▶ Trecho do texto:
□ □ □

Há dez anos, o Independiente caía para o São Caetano na Libertadores

O Independiente já não era o mesmo e o São Caetano era um dos mais temidos times no Brasil, mas e daí? Pelo peso das camisas, foi uma das maiores eliminações na Libertadores. Caiu o maior vencedor da competição para um time então com 15 anos de vida, marcado pela falta de torcida (dois mil estavam no Anacleto Campanella para ver aquela partida) e hoje na terceirona.

O maior campeão da Libertadores levantou-a pela última vez há trinta anos, em 1984. Continuou respeitado no resto dos anos 80; em 1989, enquanto o São Caetano era fundado, o Rojo faturava mais um campeonato argentino, sem supor que seria o antepenúltimo da sua galeria. 1994 e 2002 foram os seguintes. O bi na Supercopa 1994-95 e a Sul-Americana 2010 foram taças internacionais que não reluziram tanto a quem se orgulha de ser o recordista heptacampeão de La Copa. Os mais místicos lembravam que o time vencera no continente em 1964, 1974, 1984 (ganhando a Libertadores nesses anos) e 1994 (com a Supercopa). Será que em 2004 seguiria esse ritmo?

Nos últimos anos, os representantes argentinos na Libertadores são definidos pelos melhores de cada torneio semestral do ano anterior. Mas, ali, levava-se em conta a temporada à la europeia finalizada. O Independiente vencera o Apertura 2002 com o ataque mais goleador da década: clique aqui. Mas aquela campanha foi um ponto fora de curva, pois o time não vinha bem antes (nem foi depois). Assim, teve que esperar 2004 para voltar à Libertadores, como um dos campeões da temporada 2002-03. No ano inteiro que se passou entre o título caseiro e esse retorno, houve desmanche.

Dos titulares do jogo do título de 2002, os únicos remanescentes no plantel foram o zagueiro Hernán Franco e o lateral-esquerdo Juan Eluchans, que era reserva na taça – substituiu nas três rodadas finais o fraturado Federico Domínguez. Serrizuela estava no Lanús, Castagno Suárez no Estudiantes e Díaz, de volta ao Colón. Os principais também debandaram: Rolfi Montenegro rumara ao River; o talismã Pusineri e o volantão Guiñazú (sim, o vascaíno ex-Inter), ao russo Saturn; o armador Insúa, ao Málaga; o artilheiro Silvera, ao mexicano Tigres; e o líder-mor Gabriel Milito ao Real Zaragoza. Recuperado da fratura, o lesionado Domínguez pudera estrear em 2003 pela seleção, mas em 2004 já estava no time mexicano do Santos Laguna.

□ □ □

▶ Material:
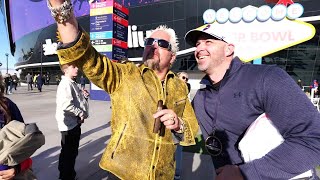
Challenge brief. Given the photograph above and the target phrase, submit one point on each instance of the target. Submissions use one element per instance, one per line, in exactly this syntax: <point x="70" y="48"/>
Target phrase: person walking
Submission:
<point x="72" y="109"/>
<point x="136" y="149"/>
<point x="235" y="95"/>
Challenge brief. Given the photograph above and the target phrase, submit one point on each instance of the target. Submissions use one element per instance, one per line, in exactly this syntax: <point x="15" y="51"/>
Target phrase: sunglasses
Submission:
<point x="161" y="43"/>
<point x="185" y="78"/>
<point x="213" y="145"/>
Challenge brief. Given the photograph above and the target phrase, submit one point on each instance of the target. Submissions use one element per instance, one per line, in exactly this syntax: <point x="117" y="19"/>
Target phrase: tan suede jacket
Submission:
<point x="134" y="151"/>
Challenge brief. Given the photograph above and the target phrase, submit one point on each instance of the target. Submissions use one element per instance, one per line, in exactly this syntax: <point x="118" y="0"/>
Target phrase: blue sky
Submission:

□ □ □

▶ Exercício rápido 1: Reproduza sem alterar nada uma parte do texto sobre o Independiente e o São Caetano. Comece nas palavras "O Independiente já" e pare logo depois de "hoje na terceirona.".
▶ Exercício rápido 2: Retome o texto sobre a eliminação do Independiente pelo São Caetano e dê continuidade a ele a partir do ponto em que termina.

▶ Resposta 1:
O Independiente já não era o mesmo e o São Caetano era um dos mais temidos times no Brasil, mas e daí? Pelo peso das camisas, foi uma das maiores eliminações na Libertadores. Caiu o maior vencedor da competição para um time então com 15 anos de vida, marcado pela falta de torcida (dois mil estavam no Anacleto Campanella para ver aquela partida) e hoje na terceirona.

▶ Resposta 2:
Independiente campeão do Apertura da temporada 2002-03. Para a Libertadores 2004 só seguiam dois, em negrito – Milito, Serrizuela, Franco (autor de um dos gols no São Caetano), Castagno Suárez, Díaz e Guiñazú; Eluchans , Silvera, Montenegro, Insúa e Pusineri

A grande figura da versão 2004 estava no banco de reservas: o técnico José Omar Pastoriza, um dos maiores símbolos rojos. Venceu a Libertadores como jogador (em 1972) e como técnico (a última, em 1984), além de numerosos títulos caseiros. Outra figura mais célebre estava no gol, o quase quarentão Carlos Navarro Montoya, um contraponto a um certo atacante: Sergio Agüero estava no plantel, mas, ainda com QUINZE anos de idade, era reserva e não foi relacionado nem para o banco para aquele duelo; naquela Libertadores, Kun fora limitado aos últimos 21 minutos dos 4-2 contra o Cienciano e nos últimos 15 nos 2-0 sobre El Nacional.

O elenco até que deu para o gasto: se classificou por antecipação, em chave com um Nacional decadente mas longe da campanha de 1 ponto na Libertadores atual e dos 5-0 que levou ontem do Peñarol; o próprio Cienciano havia acabado de faturar a Sul-Americana de 2003 (único peruano campeão continental, e sobre um River ainda temido); e o El Nacional tinha a favor a altitude de Quito. O Rojo avançou, inclusive por antecipação. Mas não necessariamente se garantiu nas oitavas.

Isso porque a Libertadores 2004 implementou uma novidade não mais repetida: nove grupos iniciais em vez de oito. Para haver dezesseis sobreviventes para as oitavas, nem todos os segundos colocados poderiam seguir. Assim, os quatro piores segundo colocados se enfrentariam em uma repescagem de jogo único, na casa dos de campanha menos pior dentre eles: nisso, houve um Barcelona x Maracaibo em duelo único em Guayaquil… e São Caetano x Independiente no ABC paulista.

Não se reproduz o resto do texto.